• _Work item_: Copy out all lines in the data below containing the string "covered".

+===+

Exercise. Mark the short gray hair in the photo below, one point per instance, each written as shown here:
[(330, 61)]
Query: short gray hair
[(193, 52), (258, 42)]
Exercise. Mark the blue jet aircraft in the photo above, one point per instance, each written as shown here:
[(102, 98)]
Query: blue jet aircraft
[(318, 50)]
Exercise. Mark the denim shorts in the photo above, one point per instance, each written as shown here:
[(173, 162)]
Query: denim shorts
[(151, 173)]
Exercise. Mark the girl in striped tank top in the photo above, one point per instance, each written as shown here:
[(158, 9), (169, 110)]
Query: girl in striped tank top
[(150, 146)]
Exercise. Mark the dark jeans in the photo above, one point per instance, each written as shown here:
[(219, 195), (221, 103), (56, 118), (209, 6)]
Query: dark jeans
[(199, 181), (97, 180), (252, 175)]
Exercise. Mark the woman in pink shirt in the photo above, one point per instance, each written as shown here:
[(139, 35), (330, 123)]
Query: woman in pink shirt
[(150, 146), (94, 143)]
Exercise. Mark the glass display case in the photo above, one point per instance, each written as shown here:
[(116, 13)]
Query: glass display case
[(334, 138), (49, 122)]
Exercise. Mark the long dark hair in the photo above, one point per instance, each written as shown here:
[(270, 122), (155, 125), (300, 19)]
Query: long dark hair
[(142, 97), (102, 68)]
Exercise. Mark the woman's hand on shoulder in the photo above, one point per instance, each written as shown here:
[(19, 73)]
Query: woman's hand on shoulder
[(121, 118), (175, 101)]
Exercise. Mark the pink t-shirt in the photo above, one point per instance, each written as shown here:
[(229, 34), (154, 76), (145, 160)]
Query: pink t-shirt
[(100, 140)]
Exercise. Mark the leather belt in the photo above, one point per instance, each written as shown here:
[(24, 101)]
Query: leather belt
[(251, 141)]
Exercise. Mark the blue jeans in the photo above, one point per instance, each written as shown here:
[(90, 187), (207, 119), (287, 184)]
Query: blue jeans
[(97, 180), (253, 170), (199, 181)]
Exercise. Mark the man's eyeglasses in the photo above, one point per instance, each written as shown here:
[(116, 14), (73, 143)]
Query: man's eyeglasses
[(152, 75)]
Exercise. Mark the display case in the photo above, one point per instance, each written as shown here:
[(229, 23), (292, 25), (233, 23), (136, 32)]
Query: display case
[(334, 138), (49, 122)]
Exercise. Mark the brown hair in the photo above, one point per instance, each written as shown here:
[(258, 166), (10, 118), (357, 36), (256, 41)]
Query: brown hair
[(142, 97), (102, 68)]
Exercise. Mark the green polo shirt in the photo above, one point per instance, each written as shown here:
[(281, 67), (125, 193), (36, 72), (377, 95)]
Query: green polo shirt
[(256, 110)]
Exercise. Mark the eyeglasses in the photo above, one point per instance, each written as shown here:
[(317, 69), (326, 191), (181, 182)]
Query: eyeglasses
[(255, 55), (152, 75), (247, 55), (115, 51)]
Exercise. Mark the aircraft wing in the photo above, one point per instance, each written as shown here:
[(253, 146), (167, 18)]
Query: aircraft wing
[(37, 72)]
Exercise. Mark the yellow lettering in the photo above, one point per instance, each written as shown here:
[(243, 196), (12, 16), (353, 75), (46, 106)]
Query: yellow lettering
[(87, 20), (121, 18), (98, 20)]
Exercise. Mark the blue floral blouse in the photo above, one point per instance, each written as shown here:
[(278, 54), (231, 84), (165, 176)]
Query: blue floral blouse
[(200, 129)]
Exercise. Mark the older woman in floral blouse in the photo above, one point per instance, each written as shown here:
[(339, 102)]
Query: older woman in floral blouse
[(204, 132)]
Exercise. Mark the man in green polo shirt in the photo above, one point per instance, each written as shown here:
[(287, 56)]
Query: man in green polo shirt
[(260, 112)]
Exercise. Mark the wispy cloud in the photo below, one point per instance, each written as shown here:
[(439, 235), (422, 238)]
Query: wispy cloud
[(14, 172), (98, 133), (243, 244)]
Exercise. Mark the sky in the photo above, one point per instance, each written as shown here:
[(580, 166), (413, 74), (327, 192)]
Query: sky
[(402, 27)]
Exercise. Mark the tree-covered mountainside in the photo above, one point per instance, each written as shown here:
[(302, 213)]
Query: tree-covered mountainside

+===+

• _Solution_:
Exercise. Mark the tree-covered mountainside in the photo above, one point per instance, each written as shown here:
Query: tree-covered mountainside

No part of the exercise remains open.